* [PASSAGE]
┄┄┄┄┄┄┄┄┄┄

The casinos are typically licensed by regulatory bodies that do not require the collection of personal data, known as Know Your Customer (KYC) data.
Whereas the UK requires its licensees to gather name, address, and other personal details, this isn’t a requirement with some other licensing bodies. And, because geographic blocks can be easily circumnavigated using virtual private networks, virtually anybody from the UK can register with these sites, effectively ignoring UKGC-imposed betting and deposit limits.
Another requirement of UKGC licensees is that they connect to the self-exclusion program GamStop. GamStop enables players to bar themselves from gambling for a set period, and the program only works if websites abide by the restrictions. Most crypto casinos, including some of the world’s most popular, are not registered with the service.
Despite operating in a legally gray area, crypto casinos have seen explosive growth in their popularity.
In 2024, these casinos saw gross gaming revenue, which is total bets taken minus any winnings paid out, of $81.4bn (£60bn). This figure has increased by more than 500% in the past five years and hasn’t shown any signs of slowing.
Crypto casino Stake, which is considered the largest of its kind, has experienced significant growth. By 2022 it had gross gaming revenue of $2.6bn, but this rose to $4.7bn in 2024. Stake owner Medium Rare has said that more than half of its revenue comes from non-crypto players and it does not consider itself a cryptocurrency casino.
Flutter posted revenue of $14.6bn last year, and Stake.com’s revenue is comparable to Entain’s £5bn a year. Stake.com still has a significant presence in the UK despite losing its UK license in February and officially exiting the UK in March this year. Stake is still operating as Everton’s primary shirt sponsor in the Premier League.

┄┄┄┄┄┄┄┄┄┄

* [MATERIAL SHOWN]
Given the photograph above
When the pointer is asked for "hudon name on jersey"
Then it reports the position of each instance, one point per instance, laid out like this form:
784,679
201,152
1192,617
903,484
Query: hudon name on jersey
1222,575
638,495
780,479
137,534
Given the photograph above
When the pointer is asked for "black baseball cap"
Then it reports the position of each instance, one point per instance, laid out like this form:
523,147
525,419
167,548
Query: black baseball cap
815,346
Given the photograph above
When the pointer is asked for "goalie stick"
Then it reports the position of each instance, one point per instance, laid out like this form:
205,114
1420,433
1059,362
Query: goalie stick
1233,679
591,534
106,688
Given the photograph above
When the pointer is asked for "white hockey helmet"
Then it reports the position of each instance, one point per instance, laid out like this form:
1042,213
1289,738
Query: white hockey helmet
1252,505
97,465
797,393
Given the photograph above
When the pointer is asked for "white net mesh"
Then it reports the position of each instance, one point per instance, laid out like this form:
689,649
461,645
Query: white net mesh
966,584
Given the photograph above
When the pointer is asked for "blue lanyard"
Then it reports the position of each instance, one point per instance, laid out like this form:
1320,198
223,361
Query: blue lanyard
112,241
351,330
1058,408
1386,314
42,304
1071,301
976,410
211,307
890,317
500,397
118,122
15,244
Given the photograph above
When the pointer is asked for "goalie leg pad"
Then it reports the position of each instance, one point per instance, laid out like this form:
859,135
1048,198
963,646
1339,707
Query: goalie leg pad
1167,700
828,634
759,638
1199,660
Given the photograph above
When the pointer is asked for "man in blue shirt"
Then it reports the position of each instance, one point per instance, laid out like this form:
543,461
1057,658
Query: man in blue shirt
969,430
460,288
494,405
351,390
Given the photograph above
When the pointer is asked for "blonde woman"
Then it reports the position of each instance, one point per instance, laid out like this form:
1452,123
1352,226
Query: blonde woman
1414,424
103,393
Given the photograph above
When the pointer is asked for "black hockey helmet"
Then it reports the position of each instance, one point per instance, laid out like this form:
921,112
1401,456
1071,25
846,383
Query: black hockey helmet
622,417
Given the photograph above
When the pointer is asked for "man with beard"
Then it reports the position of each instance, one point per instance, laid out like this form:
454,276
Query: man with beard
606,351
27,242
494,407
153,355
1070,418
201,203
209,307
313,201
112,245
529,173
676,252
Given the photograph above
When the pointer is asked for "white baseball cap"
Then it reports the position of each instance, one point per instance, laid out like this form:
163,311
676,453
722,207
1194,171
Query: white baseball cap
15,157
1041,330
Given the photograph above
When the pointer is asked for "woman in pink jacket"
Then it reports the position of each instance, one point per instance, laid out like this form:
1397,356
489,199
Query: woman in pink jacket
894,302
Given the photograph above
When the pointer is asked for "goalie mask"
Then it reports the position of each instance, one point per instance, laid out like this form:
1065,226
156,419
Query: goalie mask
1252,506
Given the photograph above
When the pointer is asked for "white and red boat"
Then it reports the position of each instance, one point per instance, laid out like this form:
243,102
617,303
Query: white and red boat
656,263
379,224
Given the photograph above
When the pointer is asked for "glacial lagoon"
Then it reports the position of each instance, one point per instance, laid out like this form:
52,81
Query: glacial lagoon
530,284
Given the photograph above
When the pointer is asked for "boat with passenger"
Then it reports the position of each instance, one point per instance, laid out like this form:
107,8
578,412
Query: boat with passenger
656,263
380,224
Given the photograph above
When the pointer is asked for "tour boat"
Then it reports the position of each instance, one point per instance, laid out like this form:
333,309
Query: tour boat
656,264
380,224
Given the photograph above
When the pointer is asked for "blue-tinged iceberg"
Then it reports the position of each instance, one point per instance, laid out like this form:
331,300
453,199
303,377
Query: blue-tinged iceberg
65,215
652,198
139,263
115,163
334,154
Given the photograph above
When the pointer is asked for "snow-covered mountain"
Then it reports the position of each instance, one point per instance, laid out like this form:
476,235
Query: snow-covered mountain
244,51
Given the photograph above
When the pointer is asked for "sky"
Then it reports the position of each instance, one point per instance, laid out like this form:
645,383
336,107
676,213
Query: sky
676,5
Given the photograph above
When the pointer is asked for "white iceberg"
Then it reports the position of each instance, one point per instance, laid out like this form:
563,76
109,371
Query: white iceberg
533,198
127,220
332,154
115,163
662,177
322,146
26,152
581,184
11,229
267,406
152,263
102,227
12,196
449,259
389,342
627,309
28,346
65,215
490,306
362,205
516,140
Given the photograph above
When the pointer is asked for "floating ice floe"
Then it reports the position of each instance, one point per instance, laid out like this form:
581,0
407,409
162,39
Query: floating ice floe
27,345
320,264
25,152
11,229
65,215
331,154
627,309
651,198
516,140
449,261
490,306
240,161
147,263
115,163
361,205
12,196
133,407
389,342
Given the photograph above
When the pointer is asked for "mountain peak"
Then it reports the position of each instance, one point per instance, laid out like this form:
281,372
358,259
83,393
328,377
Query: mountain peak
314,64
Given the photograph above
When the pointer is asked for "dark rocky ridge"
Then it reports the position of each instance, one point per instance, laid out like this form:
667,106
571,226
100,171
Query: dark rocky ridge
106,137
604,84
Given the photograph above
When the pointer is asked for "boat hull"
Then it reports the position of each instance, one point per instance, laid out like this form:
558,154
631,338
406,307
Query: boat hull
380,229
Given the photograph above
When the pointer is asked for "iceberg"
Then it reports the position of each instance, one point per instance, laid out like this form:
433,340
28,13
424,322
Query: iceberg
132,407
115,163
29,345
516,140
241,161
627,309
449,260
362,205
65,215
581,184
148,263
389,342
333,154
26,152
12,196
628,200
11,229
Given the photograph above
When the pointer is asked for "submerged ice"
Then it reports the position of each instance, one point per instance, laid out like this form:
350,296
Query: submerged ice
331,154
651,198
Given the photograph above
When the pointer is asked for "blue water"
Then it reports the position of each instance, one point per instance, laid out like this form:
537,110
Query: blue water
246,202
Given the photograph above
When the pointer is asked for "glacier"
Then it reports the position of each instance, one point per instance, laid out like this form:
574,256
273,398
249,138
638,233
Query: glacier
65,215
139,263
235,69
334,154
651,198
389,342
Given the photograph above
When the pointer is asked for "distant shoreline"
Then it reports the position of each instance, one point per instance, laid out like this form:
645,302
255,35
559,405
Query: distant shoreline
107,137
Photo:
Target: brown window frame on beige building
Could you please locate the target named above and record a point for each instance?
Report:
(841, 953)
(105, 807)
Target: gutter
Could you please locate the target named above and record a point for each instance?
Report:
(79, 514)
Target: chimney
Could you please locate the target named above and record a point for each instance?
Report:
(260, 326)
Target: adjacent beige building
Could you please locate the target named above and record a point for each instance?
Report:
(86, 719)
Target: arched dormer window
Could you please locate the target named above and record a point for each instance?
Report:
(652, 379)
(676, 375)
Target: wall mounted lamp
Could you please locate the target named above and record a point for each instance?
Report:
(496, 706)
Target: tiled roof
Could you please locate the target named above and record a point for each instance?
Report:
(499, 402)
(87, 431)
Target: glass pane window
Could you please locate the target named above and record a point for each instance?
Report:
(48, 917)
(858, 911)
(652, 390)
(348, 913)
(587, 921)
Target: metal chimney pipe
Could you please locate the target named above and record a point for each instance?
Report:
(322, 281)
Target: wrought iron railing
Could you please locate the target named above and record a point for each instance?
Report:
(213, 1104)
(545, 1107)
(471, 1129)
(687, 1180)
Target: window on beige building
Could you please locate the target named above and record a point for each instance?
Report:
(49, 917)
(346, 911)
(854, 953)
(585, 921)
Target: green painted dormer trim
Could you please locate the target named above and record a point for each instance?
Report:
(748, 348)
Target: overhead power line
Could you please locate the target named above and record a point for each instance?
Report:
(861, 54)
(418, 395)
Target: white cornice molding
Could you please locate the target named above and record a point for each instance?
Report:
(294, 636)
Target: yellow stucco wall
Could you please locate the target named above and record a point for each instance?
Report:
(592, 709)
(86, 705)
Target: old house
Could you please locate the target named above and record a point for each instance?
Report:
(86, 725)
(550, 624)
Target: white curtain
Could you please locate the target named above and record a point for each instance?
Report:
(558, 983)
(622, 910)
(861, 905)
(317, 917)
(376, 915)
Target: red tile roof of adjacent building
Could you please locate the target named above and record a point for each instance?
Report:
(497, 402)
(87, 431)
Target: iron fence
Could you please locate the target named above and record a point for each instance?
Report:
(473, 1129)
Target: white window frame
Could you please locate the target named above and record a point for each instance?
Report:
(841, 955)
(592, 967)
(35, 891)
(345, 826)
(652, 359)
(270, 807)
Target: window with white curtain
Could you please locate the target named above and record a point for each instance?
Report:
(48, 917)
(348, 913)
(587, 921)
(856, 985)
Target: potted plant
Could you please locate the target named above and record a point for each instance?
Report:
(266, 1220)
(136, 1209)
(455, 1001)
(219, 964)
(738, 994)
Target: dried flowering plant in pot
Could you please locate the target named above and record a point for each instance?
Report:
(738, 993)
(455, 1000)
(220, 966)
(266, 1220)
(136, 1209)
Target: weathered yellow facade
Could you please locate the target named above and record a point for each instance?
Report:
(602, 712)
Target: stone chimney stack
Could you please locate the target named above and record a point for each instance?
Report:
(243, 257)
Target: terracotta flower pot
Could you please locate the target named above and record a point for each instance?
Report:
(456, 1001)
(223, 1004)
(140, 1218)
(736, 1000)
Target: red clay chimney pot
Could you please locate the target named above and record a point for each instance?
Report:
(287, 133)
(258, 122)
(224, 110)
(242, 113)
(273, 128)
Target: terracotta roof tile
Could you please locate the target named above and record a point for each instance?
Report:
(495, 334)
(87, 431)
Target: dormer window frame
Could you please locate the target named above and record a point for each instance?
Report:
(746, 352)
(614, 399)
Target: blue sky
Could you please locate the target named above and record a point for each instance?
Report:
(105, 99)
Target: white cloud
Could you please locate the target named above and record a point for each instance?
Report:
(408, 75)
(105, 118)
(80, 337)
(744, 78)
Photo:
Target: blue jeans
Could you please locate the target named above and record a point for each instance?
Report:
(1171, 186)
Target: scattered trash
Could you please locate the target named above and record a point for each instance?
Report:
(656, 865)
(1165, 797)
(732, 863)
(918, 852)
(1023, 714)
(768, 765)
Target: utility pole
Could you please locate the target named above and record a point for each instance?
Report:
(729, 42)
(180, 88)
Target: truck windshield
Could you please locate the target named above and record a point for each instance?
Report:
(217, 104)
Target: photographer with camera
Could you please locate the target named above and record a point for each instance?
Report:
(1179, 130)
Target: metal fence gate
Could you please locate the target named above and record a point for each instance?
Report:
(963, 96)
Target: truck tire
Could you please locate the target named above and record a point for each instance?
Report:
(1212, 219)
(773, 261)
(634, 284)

┄┄┄┄┄┄┄┄┄┄

* [TASK LIST]
• a. Repeat everything in the crypto casino passage from "Flutter posted revenue" down to "the Premier League.".
• b. List every amount given in US dollars in the crypto casino passage.

* [TASK RESULTS]
• a.
Flutter posted revenue of $14.6bn last year, and Stake.com’s revenue is comparable to Entain’s £5bn a year. Stake.com still has a significant presence in the UK despite losing its UK license in February and officially exiting the UK in March this year. Stake is still operating as Everton’s primary shirt sponsor in the Premier League.

• b.
$81.4bn
$2.6bn
$4.7bn
$14.6bn